Stated exercise: Please copy the rows below word for word, from the line containing "Objective — one dot per instance of the green grass" up to and including the line containing "240], [781, 348]]".

Listed entries:

########################################

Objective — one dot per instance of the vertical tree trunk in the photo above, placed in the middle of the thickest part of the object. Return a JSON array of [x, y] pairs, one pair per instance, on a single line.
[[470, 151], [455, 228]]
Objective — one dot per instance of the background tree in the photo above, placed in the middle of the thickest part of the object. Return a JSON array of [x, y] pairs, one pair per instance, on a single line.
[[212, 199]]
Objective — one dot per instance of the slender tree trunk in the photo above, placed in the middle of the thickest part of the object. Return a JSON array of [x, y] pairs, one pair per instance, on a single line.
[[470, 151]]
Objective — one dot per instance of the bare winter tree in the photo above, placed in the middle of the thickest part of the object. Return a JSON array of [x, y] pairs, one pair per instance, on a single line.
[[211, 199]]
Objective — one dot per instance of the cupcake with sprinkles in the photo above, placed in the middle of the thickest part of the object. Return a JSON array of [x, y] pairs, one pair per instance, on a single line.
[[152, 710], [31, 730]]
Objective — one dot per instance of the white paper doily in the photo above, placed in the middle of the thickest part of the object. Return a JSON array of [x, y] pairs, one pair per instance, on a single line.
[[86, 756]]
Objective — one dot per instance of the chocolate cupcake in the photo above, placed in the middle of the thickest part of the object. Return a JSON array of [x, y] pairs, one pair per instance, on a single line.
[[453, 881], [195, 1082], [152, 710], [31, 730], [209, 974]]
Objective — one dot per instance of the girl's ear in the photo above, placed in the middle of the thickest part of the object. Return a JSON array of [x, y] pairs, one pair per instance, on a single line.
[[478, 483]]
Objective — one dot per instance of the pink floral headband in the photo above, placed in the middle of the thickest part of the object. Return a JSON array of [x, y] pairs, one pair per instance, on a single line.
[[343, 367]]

########################################

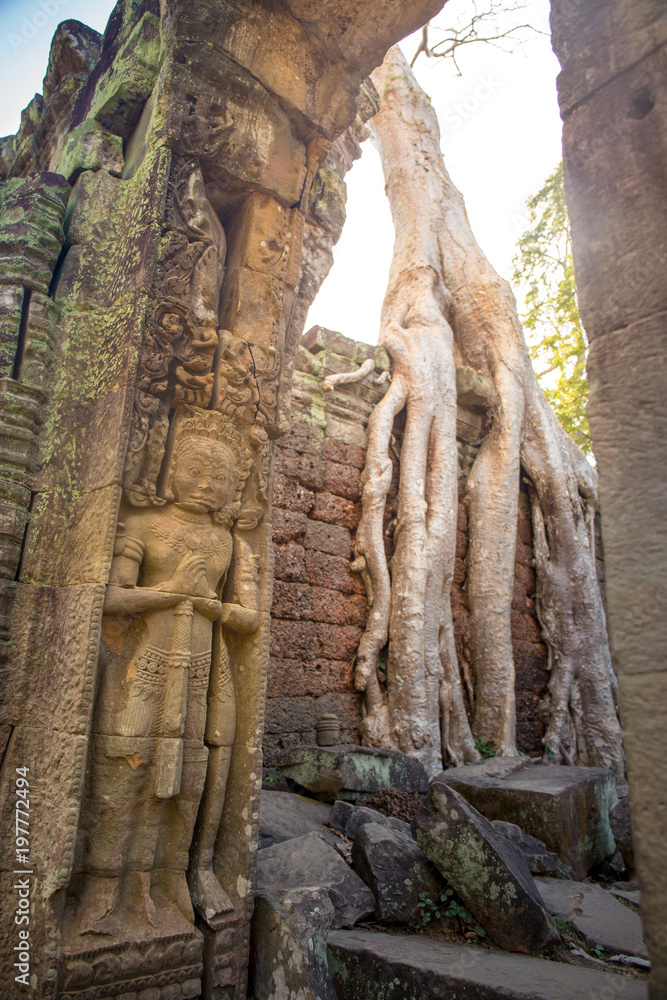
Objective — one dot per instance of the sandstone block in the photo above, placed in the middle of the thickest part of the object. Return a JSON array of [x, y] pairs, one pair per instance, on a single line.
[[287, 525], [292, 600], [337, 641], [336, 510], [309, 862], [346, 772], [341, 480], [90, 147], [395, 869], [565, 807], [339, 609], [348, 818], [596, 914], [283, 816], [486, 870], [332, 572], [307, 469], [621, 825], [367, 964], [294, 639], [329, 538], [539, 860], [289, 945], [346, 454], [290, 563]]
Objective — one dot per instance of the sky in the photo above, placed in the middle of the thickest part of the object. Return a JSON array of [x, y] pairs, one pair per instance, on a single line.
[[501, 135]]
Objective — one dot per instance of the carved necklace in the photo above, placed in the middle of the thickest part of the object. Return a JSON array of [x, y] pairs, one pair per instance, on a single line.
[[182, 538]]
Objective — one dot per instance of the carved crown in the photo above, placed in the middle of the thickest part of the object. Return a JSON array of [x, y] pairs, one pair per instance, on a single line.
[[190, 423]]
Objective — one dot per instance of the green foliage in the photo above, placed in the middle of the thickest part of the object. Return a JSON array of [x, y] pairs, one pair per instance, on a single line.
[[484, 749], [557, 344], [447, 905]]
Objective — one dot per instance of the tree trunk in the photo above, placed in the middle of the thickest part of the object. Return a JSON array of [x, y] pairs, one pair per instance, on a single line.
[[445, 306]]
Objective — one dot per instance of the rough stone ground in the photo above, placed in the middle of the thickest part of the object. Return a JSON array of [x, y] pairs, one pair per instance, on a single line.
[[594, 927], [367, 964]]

########################################

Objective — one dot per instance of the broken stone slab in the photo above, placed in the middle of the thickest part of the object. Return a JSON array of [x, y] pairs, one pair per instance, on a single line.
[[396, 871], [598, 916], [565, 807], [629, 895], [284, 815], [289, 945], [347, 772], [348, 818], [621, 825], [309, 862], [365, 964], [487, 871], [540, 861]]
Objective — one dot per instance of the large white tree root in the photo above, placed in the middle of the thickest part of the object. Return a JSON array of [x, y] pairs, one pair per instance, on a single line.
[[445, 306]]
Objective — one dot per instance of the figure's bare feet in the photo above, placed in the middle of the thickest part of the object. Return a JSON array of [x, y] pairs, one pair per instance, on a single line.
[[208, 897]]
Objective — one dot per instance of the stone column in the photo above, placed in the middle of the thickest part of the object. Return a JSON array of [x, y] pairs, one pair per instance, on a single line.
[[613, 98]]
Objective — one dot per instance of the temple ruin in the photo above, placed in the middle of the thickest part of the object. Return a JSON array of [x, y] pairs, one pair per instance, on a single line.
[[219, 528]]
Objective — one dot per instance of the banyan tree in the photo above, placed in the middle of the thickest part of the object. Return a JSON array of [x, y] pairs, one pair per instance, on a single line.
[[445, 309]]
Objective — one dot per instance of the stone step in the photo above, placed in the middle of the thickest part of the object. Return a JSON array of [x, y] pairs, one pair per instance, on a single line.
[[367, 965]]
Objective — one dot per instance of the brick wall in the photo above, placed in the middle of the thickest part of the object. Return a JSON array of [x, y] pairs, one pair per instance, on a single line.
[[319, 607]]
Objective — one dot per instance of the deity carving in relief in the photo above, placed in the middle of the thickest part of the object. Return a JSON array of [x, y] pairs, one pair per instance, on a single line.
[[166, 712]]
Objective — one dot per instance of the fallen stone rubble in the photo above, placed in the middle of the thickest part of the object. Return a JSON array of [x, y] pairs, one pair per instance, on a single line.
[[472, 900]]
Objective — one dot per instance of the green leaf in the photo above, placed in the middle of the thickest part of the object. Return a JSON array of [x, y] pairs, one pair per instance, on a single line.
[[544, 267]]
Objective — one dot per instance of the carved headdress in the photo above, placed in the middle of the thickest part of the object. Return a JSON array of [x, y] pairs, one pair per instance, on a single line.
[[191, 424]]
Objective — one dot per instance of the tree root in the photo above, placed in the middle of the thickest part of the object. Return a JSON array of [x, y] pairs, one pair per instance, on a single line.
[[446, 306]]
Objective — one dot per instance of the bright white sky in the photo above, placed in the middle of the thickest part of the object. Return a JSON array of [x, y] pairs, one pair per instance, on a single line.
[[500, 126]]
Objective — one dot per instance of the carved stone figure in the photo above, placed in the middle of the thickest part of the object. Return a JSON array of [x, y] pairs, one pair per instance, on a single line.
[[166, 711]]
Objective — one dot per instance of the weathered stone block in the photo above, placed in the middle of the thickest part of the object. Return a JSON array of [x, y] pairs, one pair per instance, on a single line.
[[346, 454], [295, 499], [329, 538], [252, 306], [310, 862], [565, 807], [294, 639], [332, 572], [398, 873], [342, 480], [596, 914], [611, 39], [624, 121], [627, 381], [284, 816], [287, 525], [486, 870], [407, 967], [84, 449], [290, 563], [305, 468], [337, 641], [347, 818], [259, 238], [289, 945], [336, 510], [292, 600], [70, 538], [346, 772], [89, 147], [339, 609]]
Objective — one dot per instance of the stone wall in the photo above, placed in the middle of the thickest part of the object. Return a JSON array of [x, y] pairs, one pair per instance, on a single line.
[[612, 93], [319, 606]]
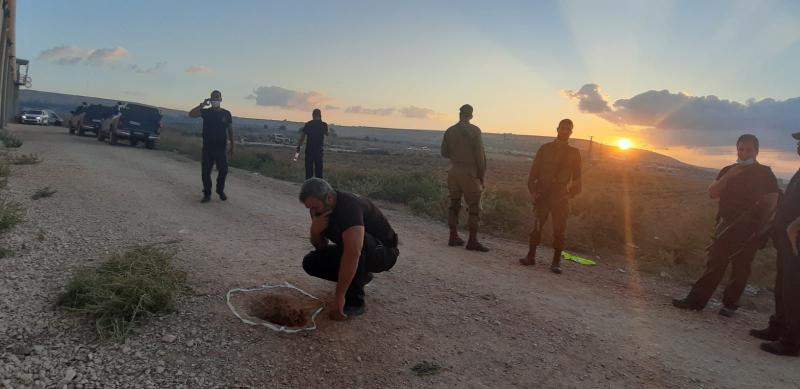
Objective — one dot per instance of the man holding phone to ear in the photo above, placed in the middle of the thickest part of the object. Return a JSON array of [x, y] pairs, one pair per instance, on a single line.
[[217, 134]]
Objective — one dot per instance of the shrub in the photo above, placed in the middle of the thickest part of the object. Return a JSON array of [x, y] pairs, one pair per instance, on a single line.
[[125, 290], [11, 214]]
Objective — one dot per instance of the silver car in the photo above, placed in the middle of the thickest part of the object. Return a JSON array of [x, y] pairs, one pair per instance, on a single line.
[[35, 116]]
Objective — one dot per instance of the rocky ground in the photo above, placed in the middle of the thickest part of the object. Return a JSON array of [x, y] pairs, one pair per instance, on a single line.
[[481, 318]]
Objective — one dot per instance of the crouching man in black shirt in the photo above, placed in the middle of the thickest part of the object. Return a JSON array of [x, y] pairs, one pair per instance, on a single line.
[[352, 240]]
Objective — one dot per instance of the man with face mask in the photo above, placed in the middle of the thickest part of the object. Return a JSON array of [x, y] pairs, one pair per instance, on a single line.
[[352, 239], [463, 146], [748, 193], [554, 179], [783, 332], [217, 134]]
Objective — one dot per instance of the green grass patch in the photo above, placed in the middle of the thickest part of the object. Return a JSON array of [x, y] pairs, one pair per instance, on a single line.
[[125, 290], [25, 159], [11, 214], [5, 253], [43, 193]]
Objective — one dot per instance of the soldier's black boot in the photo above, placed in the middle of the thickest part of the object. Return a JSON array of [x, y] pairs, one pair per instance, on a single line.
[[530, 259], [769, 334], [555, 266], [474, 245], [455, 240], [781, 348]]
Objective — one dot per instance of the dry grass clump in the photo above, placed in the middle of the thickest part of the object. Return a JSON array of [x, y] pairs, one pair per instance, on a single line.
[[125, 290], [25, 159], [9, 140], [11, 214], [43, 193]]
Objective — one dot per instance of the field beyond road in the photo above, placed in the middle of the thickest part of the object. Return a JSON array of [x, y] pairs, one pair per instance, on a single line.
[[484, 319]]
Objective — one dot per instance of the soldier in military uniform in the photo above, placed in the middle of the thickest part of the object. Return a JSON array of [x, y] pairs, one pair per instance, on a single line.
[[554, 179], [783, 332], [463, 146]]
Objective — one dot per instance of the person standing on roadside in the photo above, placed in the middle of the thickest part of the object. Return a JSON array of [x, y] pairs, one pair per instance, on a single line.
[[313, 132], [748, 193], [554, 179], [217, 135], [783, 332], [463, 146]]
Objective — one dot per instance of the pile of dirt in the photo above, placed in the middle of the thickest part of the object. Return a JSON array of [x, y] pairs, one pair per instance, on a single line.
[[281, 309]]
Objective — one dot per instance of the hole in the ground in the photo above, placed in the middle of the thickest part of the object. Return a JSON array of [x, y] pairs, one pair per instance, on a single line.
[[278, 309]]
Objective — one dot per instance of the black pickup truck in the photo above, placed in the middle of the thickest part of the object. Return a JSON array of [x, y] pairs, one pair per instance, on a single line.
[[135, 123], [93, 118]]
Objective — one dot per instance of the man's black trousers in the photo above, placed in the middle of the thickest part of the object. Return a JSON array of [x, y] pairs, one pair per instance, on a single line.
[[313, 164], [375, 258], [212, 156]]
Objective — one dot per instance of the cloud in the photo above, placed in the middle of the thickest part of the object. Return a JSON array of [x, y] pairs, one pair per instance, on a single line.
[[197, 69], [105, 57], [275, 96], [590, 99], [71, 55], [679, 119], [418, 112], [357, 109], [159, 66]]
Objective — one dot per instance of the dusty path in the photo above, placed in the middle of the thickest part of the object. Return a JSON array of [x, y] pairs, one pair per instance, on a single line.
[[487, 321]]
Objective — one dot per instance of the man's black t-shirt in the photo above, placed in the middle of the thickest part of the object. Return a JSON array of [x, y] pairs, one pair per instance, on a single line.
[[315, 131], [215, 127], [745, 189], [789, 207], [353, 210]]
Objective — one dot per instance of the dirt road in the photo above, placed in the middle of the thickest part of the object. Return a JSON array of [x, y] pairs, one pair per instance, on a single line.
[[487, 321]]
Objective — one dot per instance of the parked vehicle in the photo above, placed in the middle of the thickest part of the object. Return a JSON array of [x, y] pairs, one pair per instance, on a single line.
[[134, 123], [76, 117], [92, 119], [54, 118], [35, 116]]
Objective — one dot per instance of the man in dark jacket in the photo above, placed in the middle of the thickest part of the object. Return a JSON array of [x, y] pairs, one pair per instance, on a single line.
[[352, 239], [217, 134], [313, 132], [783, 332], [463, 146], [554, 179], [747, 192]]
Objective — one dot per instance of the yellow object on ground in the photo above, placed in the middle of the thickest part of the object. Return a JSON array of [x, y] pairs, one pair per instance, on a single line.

########################################

Exercise result:
Objective — one dot per instance of the green grass patch in the photo above, placed in the middle of the thickest part of the object. Return a JSON array of [x, y] pairs, one pair per instance, on a single line.
[[125, 290], [25, 159], [11, 214], [5, 253], [43, 193]]
Objective — one dot per instance of the soldier's black boot in the photo above, placed in the middle of the thickest part of the object. Return a JSON array of [x, y] pairs, one pair per instance, on a single line.
[[530, 259], [769, 334], [555, 266], [474, 245], [455, 240], [781, 348]]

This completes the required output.